TEXTE:
La Cour de justice fonde sa condamnation de l’État membre sur une application orthodoxe de la notion de taxe d’effet équivalent (A), en refusant de voir dans la prestation des services douaniers un service spécifique rendu à l’opérateur économique (B).

A. Le rappel de la prohibition de principe des taxes d’effet équivalent

La Cour commence son raisonnement par un rappel de sa jurisprudence constante relative aux articles 9 et 12 du traité. Elle énonce que « toute charge pécuniaire, unilatéralement imposée, quelles que soient son appellation et sa technique, et frappant les marchandises en raison du fait qu’elles franchissent la frontière, constitue une taxe d’effet équivalant à un droit de douane ». Cette définition très large vise à garantir l’effectivité de l’union douanière, en neutralisant toute entrave financière, même minime, à la circulation des marchandises entre les États membres. La justification de cette interdiction réside dans le fait que de telles charges augmentent artificiellement le prix des produits importés ou exportés, faussant ainsi la concurrence au sein du marché commun.

En l’espèce, la Cour constate sans difficulté que la redevance perçue par l’administration nationale frappe bien les marchandises en raison du franchissement de la frontière. Elle s’ajoute aux coûts de transport et grève directement le prix des marchandises, remplissant ainsi le critère matériel de la taxe d’effet équivalent. L’unilatéralité de la mesure ne fait aucun doute, celle-ci résultant de la seule législation nationale de l’État membre mis en cause. La Cour réaffirme par là que l’appellation de la charge ou la finalité de son produit sont indifférentes à sa qualification. Seul compte l’effet protectionniste ou dissuasif qu’elle produit sur les échanges.

Enregistrements conservés:
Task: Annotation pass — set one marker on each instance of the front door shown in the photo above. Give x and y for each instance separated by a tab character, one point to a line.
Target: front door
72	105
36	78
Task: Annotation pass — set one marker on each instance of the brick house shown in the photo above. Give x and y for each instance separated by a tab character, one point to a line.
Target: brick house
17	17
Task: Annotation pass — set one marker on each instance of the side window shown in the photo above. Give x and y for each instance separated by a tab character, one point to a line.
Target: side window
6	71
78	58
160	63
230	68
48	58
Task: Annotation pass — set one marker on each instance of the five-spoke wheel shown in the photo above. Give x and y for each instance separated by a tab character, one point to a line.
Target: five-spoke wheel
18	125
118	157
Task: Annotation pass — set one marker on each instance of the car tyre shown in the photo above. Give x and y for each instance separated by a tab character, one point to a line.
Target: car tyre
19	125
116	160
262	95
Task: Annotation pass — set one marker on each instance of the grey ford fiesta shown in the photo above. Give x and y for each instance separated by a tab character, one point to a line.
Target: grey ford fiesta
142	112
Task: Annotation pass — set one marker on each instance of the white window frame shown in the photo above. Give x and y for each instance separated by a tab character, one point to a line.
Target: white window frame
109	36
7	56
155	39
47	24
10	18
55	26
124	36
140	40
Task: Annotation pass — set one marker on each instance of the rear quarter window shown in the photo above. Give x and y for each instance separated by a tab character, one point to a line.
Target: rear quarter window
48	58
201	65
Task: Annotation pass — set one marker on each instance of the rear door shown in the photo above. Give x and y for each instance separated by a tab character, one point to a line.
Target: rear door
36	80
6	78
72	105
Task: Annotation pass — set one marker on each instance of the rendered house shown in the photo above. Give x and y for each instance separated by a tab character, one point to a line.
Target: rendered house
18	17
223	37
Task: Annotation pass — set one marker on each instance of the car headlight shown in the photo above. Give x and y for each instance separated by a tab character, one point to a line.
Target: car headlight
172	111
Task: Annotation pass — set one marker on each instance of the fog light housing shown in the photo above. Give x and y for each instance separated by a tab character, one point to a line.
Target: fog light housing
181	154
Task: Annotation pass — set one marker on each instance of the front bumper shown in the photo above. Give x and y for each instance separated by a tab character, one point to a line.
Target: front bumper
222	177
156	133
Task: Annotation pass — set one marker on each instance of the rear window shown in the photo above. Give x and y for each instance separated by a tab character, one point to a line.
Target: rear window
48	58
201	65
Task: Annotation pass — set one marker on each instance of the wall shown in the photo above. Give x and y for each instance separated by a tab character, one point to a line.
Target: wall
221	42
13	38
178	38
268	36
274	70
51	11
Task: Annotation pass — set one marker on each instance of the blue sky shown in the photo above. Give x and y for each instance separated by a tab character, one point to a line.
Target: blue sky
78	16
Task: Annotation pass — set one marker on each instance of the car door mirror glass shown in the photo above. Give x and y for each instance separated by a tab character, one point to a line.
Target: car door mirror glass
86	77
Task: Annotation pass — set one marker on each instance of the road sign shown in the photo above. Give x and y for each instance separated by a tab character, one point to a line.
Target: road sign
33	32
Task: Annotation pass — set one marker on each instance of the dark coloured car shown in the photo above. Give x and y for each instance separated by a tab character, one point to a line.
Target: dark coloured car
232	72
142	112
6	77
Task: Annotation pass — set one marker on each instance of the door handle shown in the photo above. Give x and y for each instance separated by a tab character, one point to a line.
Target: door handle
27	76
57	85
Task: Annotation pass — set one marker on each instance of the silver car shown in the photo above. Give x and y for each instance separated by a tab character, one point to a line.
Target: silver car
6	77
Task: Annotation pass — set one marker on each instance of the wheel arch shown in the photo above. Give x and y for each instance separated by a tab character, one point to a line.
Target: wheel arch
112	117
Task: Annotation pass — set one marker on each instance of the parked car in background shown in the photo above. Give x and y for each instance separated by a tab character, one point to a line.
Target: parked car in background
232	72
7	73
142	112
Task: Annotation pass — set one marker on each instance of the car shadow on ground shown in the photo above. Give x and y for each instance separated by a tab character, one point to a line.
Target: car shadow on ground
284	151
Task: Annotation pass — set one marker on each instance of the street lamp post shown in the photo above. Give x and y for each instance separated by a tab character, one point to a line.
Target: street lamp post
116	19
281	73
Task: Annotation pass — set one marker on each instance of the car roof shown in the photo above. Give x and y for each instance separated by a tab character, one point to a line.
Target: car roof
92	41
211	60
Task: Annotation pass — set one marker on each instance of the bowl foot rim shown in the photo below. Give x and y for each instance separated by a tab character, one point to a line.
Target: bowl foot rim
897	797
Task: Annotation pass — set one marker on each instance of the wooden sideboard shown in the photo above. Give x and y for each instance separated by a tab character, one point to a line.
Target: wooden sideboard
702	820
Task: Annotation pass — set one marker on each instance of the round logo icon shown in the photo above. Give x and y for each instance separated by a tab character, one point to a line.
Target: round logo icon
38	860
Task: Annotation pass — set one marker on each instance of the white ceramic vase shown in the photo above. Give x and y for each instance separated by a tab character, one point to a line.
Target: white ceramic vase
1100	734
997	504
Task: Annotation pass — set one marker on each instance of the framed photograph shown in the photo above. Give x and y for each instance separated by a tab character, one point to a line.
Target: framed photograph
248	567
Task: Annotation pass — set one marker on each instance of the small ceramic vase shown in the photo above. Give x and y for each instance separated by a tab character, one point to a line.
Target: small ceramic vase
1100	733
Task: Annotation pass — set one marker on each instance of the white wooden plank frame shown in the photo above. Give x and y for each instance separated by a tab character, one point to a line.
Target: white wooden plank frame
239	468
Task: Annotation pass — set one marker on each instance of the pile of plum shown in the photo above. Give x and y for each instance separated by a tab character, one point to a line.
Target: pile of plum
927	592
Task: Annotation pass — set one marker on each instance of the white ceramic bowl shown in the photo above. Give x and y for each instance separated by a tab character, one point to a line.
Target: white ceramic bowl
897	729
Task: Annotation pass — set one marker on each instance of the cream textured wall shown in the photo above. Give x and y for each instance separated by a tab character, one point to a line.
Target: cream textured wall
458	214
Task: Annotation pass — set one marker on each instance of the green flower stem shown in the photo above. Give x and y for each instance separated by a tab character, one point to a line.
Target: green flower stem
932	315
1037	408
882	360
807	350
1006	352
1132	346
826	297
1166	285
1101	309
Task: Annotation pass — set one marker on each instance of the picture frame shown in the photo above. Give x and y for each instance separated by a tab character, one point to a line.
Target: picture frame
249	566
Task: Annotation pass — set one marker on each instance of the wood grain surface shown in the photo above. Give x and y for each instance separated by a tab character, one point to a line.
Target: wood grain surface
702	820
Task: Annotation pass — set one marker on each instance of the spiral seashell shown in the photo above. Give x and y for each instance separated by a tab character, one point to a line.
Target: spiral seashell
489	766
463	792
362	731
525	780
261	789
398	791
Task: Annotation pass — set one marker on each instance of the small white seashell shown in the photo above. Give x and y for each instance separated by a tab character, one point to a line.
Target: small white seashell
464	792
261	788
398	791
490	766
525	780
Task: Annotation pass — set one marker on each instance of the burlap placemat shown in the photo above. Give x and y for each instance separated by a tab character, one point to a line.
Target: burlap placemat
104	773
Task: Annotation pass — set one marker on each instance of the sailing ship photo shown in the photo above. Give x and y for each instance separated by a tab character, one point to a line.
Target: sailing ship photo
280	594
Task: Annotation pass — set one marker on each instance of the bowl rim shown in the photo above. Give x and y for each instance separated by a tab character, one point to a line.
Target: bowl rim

OBJECTIF:
Poursuivez le texte sur les taxes d'effet équivalent à partir de sa dernière phrase.

RÉPONSE RÉDIGÉE:
B. Le rejet de la qualification de service rendu à l’opérateur

Face à cette qualification, l’État défendeur invoquait l’exception classique développée par la jurisprudence, selon laquelle une charge échappe à l’interdiction si elle constitue « la contrepartie d’un service déterminé, effectivement et individuellement rendu à l’opérateur économique, d’un montant proportionné audit service ». Pour être admise, cette exception suppose un avantage spécifique et individualisé dont bénéficie l’opérateur, distinct de l’intérêt général qui s’attache au bon fonctionnement des contrôles douaniers. L’État membre soutenait que la mobilisation de ses agents au-delà de leur horaire national constituait un tel service.

La Cour rejette cet argument de manière catégorique. Elle lie l’analyse de la notion de service rendu aux obligations d’organisation pesant sur les États membres. En effet, l’article 5 de la directive 83/643, telle que modifiée, imposait aux États d’assurer une ouverture des bureaux de douane frontaliers d’au moins dix heures sans interruption du lundi au vendredi. Dès lors, la Cour juge qu’« on n’est pas en présence d’un tel service spécifique dans le cas d’un transporteur qui se présente à un bureau de douane pendant les heures normales d’ouverture de celui-ci ». En se présentant durant cette plage horaire, l’opérateur ne sollicite aucune prestation exceptionnelle ; il ne fait qu’user d’une faculté prévue et organisée par le droit communautaire lui-même. Le service douanier ne fait qu’accomplir sa mission ordinaire, et le bénéfice qu’en retire l’opérateur n’est pas plus individualisé que celui de tout autre usager.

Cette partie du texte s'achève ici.